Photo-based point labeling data
--------
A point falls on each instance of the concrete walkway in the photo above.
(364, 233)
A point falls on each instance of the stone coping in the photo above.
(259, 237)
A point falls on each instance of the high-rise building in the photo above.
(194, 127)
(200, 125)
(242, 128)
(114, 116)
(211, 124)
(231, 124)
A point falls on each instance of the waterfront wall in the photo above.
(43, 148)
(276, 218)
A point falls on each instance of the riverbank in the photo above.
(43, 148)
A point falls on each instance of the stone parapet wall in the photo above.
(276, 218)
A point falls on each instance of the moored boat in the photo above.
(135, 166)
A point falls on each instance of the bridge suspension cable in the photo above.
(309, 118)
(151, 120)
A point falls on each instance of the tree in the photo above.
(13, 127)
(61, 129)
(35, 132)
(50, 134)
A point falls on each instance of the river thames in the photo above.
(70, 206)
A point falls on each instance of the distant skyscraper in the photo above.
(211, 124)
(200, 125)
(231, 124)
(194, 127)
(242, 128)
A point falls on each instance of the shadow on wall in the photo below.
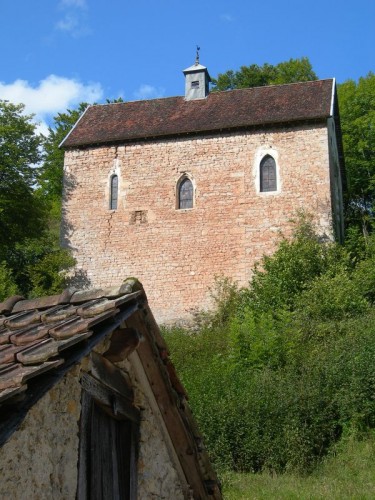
(78, 277)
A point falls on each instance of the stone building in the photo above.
(176, 191)
(90, 404)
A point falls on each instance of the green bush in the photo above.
(285, 368)
(7, 285)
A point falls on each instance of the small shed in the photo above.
(90, 403)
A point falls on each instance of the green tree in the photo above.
(294, 70)
(357, 111)
(21, 212)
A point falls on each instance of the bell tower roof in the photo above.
(197, 80)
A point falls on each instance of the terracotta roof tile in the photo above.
(34, 333)
(172, 116)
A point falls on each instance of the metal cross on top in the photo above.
(197, 55)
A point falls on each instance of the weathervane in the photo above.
(197, 56)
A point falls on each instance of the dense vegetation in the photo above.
(284, 369)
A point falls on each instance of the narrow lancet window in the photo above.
(185, 194)
(268, 180)
(113, 193)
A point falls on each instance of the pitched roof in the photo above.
(42, 339)
(241, 108)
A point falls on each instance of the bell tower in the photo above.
(197, 80)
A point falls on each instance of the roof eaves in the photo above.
(74, 126)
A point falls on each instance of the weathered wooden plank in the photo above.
(183, 441)
(115, 403)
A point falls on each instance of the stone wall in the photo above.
(176, 254)
(40, 460)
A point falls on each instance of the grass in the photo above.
(347, 474)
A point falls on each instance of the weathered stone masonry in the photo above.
(178, 253)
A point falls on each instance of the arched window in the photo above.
(113, 193)
(185, 193)
(268, 180)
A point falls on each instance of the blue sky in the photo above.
(57, 53)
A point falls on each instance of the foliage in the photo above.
(294, 70)
(278, 280)
(286, 369)
(7, 284)
(357, 111)
(348, 472)
(21, 213)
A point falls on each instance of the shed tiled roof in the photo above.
(235, 109)
(34, 334)
(41, 339)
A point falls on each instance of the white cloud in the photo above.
(52, 95)
(227, 17)
(146, 91)
(80, 4)
(74, 21)
(68, 23)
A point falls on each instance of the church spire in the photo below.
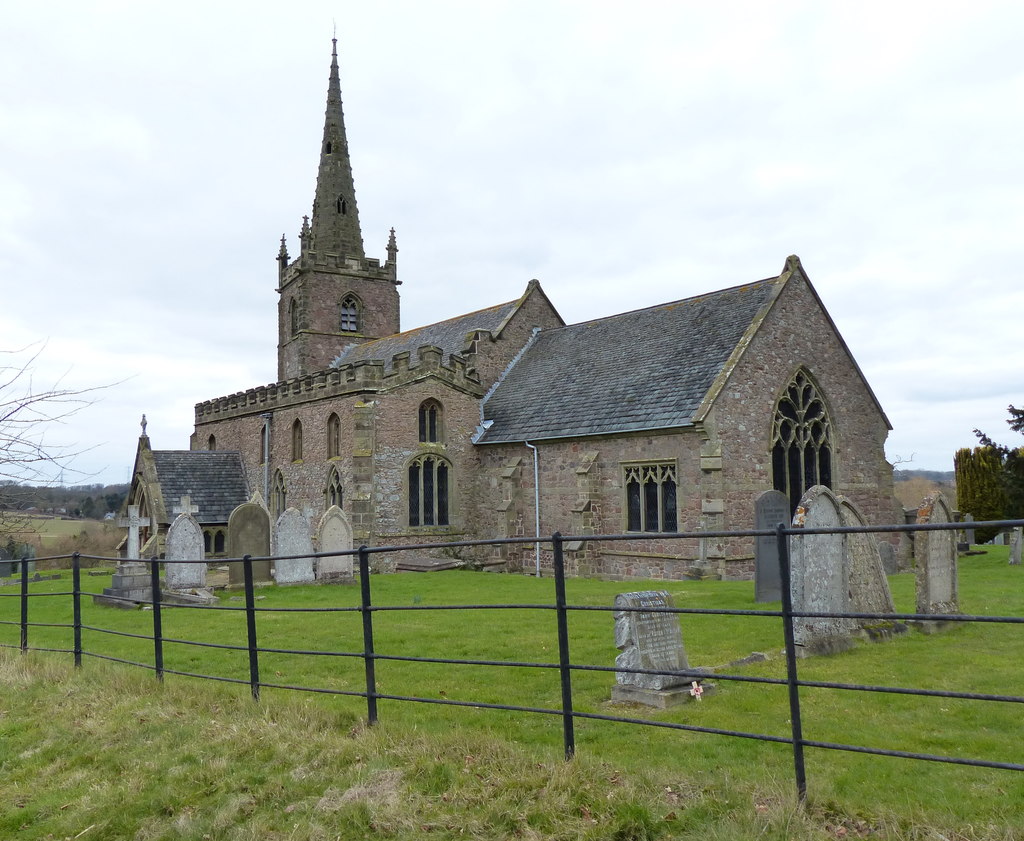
(336, 218)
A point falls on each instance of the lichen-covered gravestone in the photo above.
(770, 508)
(184, 543)
(935, 552)
(334, 535)
(648, 638)
(249, 534)
(819, 576)
(291, 537)
(868, 586)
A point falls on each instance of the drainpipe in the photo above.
(266, 457)
(537, 511)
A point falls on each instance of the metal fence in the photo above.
(564, 665)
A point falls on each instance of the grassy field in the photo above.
(459, 768)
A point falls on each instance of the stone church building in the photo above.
(667, 419)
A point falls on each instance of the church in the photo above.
(508, 422)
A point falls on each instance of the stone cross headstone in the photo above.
(770, 508)
(334, 535)
(888, 554)
(291, 537)
(820, 575)
(184, 542)
(868, 586)
(249, 534)
(648, 639)
(935, 553)
(133, 522)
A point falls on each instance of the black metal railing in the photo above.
(565, 668)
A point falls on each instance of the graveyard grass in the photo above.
(107, 752)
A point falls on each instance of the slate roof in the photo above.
(449, 335)
(213, 478)
(648, 369)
--------
▶ [JOB] Pictures are excluded; repeat every record exactly.

▶ [EXERCISE RESPONSE]
A point falls on each instance of the concrete walkway in the photo above.
(364, 233)
A point falls on each instance of the stone coping in the photo above.
(259, 237)
A point falls on each instance of the high-rise building in the photo above.
(194, 127)
(200, 125)
(242, 128)
(114, 116)
(211, 124)
(231, 124)
A point falls on each instance of the waterfront wall in the photo above.
(43, 148)
(276, 218)
A point falls on each instance of the riverbank in the photo above.
(43, 148)
A point falls on each instance of the stone parapet wall in the photo above.
(276, 218)
A point falls on each instance of the moored boat in the photo above.
(135, 166)
A point falls on each instance of the bridge suspension cable in the photo above.
(309, 118)
(151, 120)
A point falls on each instance of the tree in the photo above.
(13, 127)
(61, 129)
(35, 132)
(50, 134)
A point falls on each instance of the river thames in the photo above.
(70, 206)
A point falls on each instance of the distant skyscraper in the photo above.
(211, 124)
(200, 125)
(231, 124)
(194, 127)
(242, 128)
A point falls on each instance of the shadow on wall in the photo below.
(78, 277)
A point falls on each instance of the stone building in the photo above.
(176, 191)
(90, 404)
A point falls on each instance of the green bush in the photo above.
(285, 368)
(7, 285)
A point falls on each instance of the small shed in the photo above.
(90, 403)
A point falls on each instance of the green tree in the photo above.
(294, 70)
(357, 111)
(21, 212)
A point falls on each instance of the bell tower roof in the photo above.
(197, 80)
A point falls on each instance of the terracotta roof tile in the photo above.
(34, 333)
(172, 116)
A point falls on each instance of the metal cross on top in the photo above.
(197, 55)
A point falls on each instance of the weathervane in the photo above.
(197, 56)
A point falls on each instance of the dense vegetation in the photo above.
(284, 369)
A point falls on each instance of the narrow lancet window in the photo above.
(185, 194)
(268, 180)
(113, 193)
A point falls on each instance of the pitched roof in the photo above.
(42, 339)
(241, 108)
A point falls on each instance of the bell tower in the photo above.
(197, 80)
A point falls on each instance of the roof eaves in the photo above.
(74, 126)
A point falls on each instance of the weathered wooden plank in the photo above.
(183, 441)
(115, 403)
A point falls on each instance of the stone wall in the photo above.
(176, 254)
(40, 460)
A point falls on each instance of the grass in the photo above.
(347, 474)
A point falls on each instance of the weathered stone masonry in the photo above.
(178, 253)
A point falls on each instance of the arched window in the photo above.
(113, 193)
(185, 193)
(268, 180)
A point falls on each instance of the blue sky in the photo above.
(57, 53)
A point falls on each instance of the foliage in the photo above.
(294, 70)
(278, 280)
(286, 369)
(7, 284)
(357, 111)
(348, 472)
(21, 213)
A point falls on each instance of the shed tiled roof in the photo above.
(235, 109)
(34, 334)
(41, 339)
A point falls on each instance of the white cloud in the photo above.
(52, 95)
(227, 17)
(146, 91)
(80, 4)
(74, 21)
(68, 23)
A point falls on each instance of the church spire in the photo below.
(336, 218)
A point falls on each instance of the lichen-covered gravestone in the photo above.
(770, 508)
(184, 543)
(935, 552)
(334, 535)
(648, 638)
(249, 534)
(819, 576)
(291, 537)
(868, 586)
A point falls on each instance of the drainpipe in the photo above.
(266, 457)
(537, 511)
A point falls on each instance of the metal fence in the photo above.
(564, 665)
A point falls on each instance of the grassy field in the photo above.
(459, 768)
A point falls on each instance of the stone church building in the photo above.
(667, 419)
A point falls on each instance of the church in the photo above.
(508, 422)
A point falls on each instance of the stone cross headstone in the photo above.
(770, 508)
(334, 535)
(888, 554)
(291, 537)
(820, 575)
(184, 542)
(868, 586)
(249, 534)
(648, 639)
(935, 553)
(133, 522)
A point falls on each instance of the black metal railing in the photo above.
(565, 668)
A point falls on each instance of the graveyard grass in the photo above.
(107, 752)
A point falls on each instance of the slate roof in the photo above.
(449, 335)
(213, 478)
(648, 369)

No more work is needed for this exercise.